● **TASK REQUIREMENTS**:
Answer these about the Redpanda securityContext thread:
1. What value does the securityContext give for runAsUser?
2. Which chart is deployed for the release named redpanda-broker?
3. What JIRA link is listed?

━━━━━ PASSAGE SHOWN

The securityContext I'm setting:
statefulset:
securityContext:
allowPrivilegeEscalation: false
runAsNonRoot: true
runAsUser: 65534
runAsGroup: 65534
fsGroup: 65534
Which are the affected charts?
Redpanda, Operator
Chart Version(s)
❯ helm -n redpanda list
NAME NAMESPACE REVISION UPDATED STATUS CHART APP VERSION
redpanda redpanda 3 2024-04-03 15:51:16.648405 -0400 EDT deployed redpanda-0.1.1 0.1.0
redpanda-broker redpanda 2 2024-04-03 19:08:29.79347033 +0000 UTC deployed redpanda-5.7.37 v23.3.10
redpanda-operator redpanda 1 2024-04-01 18:14:29.732128 -0400 EDT deployed operator-0.4.20 v2.1.15-23.3.7
Cloud provider
JIRA Link: K8S-140
@c4milo can you please run the same ls command on the containers of redpanda pods, for example I see on a kind cluster
$ ls -alh /var/lib/redpanda/
total 16K
drwxr-xr-x 1 redpanda redpanda 4.0K Apr 5 08:46 .
drwxr-xr-x 1 root root 4.0K Apr 5 08:46 ..
lrwxrwxrwx 1 root root 13 Apr 5 08:46 conf -> /etc/redpanda
drwxr-xr-x 2 redpanda redpanda 4.0K Apr 18 2019 coredump
drwxrwxrwx 5 root root 4.0K Apr 10 13:37 data
I would probably get the same result but that's not the real user or group owning the data in the node, right? Basically, in Azure's case, if the node gets compromised through any of these systemd components, the intruder will have full access to the data. So, ideally we use UIDs and GIDs dedicated to Redpanda.

━━━━━━━━━━
━━━━━ SOURCE DATA

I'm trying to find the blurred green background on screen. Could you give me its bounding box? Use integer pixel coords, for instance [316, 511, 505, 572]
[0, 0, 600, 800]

━━━━━━━━━━

● **SOLUTION TO THE EXERCISE**:
1. 65534
2. redpanda-5.7.37
3. K8S-140